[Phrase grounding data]
--*--

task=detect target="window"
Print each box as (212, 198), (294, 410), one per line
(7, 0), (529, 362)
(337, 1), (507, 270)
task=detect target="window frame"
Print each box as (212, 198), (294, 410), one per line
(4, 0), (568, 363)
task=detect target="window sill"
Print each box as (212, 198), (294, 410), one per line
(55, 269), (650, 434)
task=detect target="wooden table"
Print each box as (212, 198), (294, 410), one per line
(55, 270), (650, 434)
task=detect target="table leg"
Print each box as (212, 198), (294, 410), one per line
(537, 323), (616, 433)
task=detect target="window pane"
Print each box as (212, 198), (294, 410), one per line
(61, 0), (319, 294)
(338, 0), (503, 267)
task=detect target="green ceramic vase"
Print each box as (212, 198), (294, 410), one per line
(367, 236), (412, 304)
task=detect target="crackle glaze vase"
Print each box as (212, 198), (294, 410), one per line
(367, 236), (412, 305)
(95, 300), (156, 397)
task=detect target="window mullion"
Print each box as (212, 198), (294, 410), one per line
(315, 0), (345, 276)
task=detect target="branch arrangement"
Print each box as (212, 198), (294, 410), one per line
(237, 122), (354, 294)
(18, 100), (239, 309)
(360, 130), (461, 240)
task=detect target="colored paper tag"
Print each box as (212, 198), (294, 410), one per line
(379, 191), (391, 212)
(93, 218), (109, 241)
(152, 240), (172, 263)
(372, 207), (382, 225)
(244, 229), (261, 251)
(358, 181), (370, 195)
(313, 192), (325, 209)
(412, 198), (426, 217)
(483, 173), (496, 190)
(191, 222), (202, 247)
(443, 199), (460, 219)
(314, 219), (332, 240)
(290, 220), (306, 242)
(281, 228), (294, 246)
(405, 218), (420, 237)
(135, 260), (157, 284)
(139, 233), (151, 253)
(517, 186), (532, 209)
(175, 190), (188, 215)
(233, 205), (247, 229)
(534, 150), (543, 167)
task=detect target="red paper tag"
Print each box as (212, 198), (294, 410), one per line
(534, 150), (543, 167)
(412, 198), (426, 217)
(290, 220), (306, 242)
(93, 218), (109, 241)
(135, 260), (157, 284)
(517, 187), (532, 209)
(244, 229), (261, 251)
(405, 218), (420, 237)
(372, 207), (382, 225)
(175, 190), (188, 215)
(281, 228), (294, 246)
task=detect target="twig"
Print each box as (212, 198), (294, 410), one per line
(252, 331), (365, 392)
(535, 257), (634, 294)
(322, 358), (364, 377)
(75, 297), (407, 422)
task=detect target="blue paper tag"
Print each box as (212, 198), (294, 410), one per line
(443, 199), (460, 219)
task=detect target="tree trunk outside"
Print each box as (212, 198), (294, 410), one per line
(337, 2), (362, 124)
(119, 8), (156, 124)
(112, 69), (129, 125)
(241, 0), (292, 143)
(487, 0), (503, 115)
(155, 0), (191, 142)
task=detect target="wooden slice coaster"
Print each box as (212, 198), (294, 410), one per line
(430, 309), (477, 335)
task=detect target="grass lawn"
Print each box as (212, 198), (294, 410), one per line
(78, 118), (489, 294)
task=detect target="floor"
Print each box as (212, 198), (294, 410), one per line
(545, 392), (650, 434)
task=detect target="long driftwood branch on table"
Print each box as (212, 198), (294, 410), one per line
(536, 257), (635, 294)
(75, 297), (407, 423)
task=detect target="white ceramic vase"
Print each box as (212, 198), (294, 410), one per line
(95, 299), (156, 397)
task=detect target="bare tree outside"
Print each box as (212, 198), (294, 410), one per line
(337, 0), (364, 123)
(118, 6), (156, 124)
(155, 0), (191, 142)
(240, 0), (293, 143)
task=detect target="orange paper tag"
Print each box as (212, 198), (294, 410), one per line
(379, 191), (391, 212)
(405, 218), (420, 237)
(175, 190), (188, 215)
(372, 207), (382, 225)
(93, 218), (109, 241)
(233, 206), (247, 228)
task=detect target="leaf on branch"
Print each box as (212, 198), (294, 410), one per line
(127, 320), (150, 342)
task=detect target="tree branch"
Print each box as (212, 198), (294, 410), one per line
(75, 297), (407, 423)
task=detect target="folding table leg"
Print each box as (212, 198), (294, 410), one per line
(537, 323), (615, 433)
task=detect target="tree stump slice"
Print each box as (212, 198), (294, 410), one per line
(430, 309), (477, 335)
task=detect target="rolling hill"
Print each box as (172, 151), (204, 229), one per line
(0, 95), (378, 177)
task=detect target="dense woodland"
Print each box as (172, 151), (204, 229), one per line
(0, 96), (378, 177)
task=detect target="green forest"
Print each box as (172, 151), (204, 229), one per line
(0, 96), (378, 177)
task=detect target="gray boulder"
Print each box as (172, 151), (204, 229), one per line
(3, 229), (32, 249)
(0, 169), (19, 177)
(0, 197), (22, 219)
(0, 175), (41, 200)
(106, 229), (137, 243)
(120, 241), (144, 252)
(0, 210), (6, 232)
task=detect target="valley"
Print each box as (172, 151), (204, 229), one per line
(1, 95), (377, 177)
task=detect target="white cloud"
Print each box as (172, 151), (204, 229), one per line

--*--

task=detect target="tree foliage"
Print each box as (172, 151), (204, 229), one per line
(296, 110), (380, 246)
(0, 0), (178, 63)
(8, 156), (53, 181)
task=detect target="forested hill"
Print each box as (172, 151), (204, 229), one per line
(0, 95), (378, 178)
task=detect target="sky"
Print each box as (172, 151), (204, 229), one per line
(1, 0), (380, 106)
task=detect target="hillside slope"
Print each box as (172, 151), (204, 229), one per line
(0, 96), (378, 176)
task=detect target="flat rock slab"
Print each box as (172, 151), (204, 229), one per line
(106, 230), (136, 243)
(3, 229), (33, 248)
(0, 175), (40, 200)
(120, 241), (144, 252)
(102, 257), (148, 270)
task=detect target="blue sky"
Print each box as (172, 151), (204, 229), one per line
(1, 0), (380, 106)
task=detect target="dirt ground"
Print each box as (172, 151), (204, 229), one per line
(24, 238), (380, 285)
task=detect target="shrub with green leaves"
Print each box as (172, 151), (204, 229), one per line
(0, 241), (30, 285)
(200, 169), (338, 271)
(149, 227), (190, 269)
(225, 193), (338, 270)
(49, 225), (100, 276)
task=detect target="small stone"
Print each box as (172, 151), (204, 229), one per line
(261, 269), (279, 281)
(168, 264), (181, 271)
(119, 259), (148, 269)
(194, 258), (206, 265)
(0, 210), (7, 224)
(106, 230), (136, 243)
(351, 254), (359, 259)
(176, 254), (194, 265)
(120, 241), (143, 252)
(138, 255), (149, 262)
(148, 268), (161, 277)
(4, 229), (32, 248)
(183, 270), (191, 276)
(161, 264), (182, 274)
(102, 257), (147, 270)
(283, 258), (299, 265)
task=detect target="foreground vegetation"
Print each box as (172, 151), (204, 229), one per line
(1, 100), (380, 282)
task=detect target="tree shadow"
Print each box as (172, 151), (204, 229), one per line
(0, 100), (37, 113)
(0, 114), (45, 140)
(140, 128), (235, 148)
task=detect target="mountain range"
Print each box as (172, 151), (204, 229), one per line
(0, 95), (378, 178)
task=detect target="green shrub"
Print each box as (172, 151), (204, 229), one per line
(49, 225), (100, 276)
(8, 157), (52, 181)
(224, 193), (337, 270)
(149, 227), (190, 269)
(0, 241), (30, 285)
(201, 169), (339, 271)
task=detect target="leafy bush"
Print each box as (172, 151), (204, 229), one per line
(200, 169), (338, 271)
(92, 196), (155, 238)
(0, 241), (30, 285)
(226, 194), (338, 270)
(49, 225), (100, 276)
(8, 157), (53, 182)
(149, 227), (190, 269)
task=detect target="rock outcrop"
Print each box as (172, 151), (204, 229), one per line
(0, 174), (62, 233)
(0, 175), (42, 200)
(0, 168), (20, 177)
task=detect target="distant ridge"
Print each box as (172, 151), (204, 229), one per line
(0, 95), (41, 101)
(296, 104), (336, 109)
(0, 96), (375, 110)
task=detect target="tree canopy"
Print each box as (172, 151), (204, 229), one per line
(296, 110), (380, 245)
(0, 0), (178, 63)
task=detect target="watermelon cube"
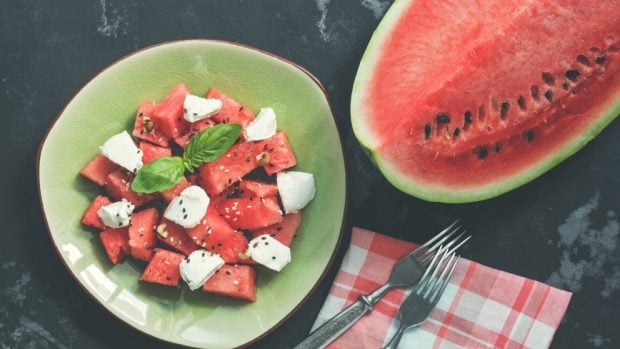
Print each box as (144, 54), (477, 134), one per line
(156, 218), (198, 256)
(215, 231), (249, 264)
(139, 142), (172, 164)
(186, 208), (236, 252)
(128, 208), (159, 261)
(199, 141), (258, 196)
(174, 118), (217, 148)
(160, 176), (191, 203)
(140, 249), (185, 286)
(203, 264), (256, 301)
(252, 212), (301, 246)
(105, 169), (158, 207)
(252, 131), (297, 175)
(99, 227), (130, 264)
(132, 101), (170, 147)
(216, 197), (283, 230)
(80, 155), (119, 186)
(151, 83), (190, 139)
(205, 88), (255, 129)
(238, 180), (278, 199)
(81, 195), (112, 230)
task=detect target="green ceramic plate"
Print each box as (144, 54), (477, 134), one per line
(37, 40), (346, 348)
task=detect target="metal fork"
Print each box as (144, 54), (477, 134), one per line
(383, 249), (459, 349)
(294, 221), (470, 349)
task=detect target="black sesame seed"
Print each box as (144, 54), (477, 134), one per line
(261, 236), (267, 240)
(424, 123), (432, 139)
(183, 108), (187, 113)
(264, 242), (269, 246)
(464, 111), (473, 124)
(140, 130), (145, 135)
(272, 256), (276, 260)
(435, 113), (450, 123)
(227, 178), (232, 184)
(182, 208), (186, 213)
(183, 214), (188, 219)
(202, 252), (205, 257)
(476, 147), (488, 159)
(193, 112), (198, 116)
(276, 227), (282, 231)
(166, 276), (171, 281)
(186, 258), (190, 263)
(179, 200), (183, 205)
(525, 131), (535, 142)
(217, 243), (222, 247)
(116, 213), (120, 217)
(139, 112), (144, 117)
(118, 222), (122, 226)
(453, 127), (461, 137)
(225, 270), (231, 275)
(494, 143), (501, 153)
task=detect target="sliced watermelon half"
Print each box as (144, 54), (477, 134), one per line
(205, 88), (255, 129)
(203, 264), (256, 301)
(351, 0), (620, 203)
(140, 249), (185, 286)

--*--

# To do:
Search the entries for the word "branch" and copy every line that holds it.

# Result of this task:
task=detect target="branch arrangement"
task=detect target="long driftwood branch on table"
task=detect target="leaf on branch"
task=detect target="tree branch"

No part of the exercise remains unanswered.